### Work required
Counting only exact-case matches, how many lines in the entries below contain the string "surface"? Reply with the number alone.

### Extracted entries
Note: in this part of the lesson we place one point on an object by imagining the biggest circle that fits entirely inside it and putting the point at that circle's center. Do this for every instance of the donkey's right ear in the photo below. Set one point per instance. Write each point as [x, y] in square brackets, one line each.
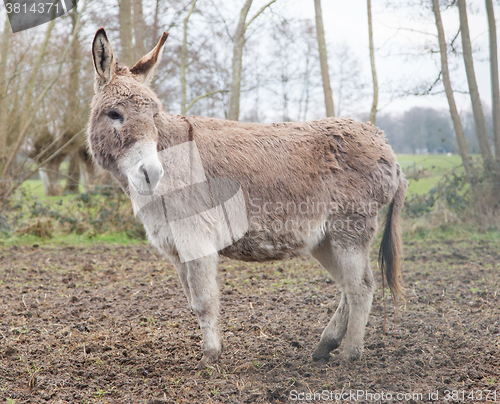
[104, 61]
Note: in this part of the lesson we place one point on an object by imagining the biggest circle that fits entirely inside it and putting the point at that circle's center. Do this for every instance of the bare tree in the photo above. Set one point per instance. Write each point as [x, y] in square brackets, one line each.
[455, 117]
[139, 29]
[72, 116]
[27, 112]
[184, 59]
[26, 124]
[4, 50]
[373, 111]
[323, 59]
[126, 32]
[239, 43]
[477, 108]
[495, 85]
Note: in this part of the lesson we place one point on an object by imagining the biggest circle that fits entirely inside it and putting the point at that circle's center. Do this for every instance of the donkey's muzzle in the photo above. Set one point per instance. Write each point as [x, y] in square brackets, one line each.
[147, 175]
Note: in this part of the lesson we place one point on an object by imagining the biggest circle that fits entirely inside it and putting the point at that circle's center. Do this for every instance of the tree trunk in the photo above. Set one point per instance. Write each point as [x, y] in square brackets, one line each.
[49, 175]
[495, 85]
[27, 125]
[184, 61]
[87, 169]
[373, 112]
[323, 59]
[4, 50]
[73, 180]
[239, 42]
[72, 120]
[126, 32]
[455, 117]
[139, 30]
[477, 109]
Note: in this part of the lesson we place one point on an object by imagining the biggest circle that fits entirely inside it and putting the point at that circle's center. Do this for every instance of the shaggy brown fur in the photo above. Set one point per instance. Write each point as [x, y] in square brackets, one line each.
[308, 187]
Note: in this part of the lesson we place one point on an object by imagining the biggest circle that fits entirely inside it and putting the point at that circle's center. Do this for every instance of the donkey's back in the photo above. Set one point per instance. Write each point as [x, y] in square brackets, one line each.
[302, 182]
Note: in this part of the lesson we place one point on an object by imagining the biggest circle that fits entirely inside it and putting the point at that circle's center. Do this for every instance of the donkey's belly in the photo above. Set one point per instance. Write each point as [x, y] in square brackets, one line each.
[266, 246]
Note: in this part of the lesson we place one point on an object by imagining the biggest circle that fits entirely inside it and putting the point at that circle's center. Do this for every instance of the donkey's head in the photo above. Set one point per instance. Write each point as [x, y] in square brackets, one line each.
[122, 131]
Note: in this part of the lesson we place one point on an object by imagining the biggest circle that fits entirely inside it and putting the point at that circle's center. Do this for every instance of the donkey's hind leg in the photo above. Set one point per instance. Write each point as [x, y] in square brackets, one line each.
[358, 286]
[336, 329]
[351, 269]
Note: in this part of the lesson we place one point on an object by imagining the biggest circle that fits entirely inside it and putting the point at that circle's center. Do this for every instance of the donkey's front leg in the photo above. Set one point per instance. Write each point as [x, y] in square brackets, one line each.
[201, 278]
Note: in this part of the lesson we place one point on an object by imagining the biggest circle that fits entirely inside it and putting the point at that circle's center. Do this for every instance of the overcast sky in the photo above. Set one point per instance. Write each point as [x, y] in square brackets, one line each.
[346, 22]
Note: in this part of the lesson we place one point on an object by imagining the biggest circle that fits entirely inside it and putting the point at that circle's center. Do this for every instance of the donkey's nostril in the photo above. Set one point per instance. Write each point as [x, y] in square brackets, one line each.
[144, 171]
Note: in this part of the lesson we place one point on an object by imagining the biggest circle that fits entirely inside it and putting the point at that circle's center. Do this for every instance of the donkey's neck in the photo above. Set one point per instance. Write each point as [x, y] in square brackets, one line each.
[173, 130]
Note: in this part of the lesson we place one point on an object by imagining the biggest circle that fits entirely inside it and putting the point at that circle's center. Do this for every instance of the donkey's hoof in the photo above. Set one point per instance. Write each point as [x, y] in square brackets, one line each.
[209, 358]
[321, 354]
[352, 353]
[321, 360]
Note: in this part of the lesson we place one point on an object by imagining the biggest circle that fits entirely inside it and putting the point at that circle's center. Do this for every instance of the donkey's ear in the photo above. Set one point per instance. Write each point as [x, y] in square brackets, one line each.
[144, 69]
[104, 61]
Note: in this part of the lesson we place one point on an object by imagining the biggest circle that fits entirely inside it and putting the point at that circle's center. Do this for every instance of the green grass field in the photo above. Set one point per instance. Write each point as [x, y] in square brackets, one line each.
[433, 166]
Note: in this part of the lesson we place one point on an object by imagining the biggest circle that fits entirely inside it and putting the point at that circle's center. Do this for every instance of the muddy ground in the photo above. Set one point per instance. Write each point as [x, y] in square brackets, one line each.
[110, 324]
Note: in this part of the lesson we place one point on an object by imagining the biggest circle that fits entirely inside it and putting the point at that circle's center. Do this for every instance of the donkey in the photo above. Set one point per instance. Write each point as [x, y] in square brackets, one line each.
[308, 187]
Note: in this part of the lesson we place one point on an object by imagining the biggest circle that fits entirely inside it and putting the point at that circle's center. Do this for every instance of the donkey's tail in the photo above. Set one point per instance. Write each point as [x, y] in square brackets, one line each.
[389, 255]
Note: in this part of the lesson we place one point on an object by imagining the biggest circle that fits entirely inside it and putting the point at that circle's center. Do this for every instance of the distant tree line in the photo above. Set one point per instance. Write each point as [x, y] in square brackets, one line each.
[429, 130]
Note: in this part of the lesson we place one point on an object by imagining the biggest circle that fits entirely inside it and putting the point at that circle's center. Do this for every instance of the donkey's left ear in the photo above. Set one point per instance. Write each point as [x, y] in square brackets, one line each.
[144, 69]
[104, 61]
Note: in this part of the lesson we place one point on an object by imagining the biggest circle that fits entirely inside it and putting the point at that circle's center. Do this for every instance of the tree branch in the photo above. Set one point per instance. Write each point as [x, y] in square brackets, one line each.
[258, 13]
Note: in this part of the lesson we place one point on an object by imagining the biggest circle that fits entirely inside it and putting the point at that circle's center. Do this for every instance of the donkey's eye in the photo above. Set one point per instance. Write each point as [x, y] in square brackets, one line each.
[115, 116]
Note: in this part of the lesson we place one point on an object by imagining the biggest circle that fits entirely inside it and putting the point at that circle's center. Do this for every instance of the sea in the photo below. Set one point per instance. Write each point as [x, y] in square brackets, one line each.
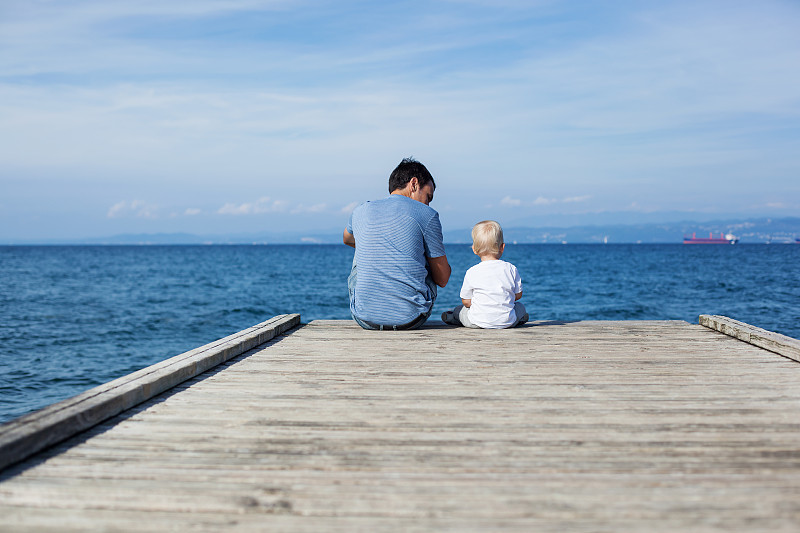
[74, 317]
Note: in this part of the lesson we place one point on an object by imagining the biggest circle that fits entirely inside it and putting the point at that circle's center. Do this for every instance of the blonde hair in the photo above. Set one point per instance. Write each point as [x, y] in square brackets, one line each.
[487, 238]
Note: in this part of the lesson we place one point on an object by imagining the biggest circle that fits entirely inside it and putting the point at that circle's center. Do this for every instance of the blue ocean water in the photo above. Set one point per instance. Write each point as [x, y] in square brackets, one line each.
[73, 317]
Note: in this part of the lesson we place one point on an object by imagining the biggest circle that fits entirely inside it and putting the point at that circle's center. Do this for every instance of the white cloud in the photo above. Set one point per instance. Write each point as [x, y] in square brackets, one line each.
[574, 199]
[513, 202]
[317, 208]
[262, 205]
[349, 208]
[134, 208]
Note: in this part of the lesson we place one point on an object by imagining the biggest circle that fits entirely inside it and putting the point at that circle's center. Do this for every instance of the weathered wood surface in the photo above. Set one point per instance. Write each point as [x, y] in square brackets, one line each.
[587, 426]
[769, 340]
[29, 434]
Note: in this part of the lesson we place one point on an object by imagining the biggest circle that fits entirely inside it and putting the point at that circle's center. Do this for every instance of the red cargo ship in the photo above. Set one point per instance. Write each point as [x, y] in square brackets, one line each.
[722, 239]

---

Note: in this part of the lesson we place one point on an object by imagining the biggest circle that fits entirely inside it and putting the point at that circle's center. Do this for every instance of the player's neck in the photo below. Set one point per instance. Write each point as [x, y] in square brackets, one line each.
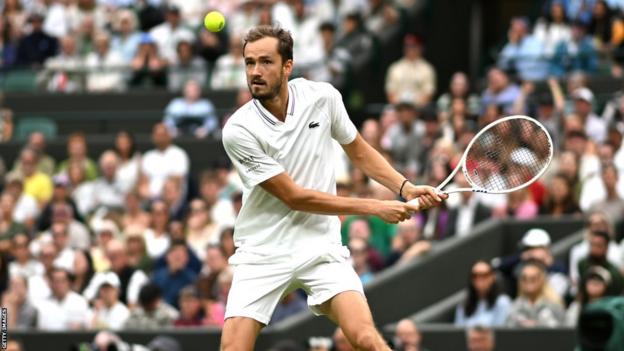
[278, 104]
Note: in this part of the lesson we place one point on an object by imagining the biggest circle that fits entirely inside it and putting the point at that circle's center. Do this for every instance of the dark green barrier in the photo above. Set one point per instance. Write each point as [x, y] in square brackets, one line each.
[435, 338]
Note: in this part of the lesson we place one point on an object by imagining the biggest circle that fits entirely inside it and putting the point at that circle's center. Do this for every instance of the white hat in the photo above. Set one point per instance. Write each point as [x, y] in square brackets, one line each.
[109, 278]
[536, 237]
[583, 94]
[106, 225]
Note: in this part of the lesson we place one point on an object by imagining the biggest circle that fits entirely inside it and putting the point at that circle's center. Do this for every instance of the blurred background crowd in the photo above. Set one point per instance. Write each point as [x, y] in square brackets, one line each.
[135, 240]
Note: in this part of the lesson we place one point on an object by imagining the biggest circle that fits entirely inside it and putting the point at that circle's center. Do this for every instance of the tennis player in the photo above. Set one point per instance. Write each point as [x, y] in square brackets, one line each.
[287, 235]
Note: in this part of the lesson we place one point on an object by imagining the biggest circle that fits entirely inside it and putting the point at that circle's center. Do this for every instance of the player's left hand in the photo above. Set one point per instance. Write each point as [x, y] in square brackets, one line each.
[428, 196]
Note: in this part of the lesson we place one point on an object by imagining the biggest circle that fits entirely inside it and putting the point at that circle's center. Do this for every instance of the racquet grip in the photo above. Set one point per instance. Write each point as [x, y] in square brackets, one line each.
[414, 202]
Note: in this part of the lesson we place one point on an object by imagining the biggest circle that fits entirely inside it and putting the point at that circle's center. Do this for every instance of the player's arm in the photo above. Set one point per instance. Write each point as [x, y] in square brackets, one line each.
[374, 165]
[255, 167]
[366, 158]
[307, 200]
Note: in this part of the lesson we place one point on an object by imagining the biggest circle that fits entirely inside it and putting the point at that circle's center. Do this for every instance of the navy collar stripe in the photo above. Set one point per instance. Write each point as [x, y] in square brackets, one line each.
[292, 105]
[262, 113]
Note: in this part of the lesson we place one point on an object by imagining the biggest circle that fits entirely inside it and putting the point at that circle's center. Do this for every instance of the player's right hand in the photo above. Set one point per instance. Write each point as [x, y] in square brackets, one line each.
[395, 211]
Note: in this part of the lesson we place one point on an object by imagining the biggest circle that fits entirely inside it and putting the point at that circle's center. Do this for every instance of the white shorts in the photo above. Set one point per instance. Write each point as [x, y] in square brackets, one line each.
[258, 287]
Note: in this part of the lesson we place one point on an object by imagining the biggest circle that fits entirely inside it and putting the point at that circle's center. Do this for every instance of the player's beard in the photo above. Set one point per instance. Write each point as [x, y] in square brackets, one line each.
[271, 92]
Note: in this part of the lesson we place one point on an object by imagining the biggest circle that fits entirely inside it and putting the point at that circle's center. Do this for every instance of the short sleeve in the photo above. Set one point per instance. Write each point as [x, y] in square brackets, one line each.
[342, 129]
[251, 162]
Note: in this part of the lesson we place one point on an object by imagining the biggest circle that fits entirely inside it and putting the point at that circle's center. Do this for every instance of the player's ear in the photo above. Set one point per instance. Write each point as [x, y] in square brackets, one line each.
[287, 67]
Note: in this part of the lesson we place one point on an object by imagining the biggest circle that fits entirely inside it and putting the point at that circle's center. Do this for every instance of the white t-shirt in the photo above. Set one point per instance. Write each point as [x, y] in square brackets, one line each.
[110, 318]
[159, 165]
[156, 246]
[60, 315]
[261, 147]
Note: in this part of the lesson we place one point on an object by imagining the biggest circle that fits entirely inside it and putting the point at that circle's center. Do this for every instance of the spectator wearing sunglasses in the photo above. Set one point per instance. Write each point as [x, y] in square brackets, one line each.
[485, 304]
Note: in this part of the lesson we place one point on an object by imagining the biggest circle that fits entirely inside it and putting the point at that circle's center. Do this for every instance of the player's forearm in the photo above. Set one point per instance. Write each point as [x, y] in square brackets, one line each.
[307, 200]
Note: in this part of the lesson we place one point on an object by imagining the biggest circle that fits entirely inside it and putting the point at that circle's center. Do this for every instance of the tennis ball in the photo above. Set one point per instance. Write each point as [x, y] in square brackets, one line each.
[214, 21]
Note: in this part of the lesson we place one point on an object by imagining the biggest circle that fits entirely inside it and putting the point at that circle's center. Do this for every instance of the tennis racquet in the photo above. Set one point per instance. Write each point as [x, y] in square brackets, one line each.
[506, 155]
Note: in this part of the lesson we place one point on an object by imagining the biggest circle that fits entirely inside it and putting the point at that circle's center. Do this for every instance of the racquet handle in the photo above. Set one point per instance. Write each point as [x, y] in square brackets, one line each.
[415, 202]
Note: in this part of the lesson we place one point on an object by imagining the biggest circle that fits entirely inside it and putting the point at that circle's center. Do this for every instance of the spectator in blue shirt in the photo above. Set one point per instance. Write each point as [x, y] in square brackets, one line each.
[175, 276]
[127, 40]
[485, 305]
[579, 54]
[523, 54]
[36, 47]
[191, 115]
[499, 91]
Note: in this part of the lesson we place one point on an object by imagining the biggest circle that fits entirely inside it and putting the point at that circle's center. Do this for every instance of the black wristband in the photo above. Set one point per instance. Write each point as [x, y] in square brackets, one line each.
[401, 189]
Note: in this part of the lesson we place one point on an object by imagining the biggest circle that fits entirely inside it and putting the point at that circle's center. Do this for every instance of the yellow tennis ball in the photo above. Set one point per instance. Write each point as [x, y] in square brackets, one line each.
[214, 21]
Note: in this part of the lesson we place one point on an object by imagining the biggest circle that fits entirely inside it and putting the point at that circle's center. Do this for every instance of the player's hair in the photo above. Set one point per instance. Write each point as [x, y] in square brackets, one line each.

### Answer for the task
1